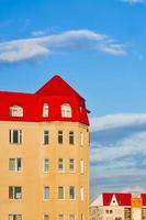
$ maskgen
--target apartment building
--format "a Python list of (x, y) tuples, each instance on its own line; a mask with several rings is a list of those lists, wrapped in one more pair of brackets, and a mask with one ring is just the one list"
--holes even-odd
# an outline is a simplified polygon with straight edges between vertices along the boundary
[(90, 220), (146, 220), (146, 194), (102, 194), (90, 205)]
[(89, 220), (88, 113), (59, 76), (0, 91), (1, 220)]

_Given task_
Swap "apartment building" for "office building" in the lines above and write them out again, leaving the rest unchanged and omitting the picture.

_Task response_
$ maskgen
--target office building
--format "a Python list of (x, y) tuples, each instance on its own line; a mask with several rings is a list of those lists, wrapped in one more pair of brackets, and a mask with one ring is just the one list"
--holes even-odd
# an outline is a simplified polygon with straight edges between vertices along the boundary
[(90, 220), (146, 220), (146, 194), (102, 194), (90, 205)]
[(89, 220), (88, 113), (59, 76), (0, 91), (1, 220)]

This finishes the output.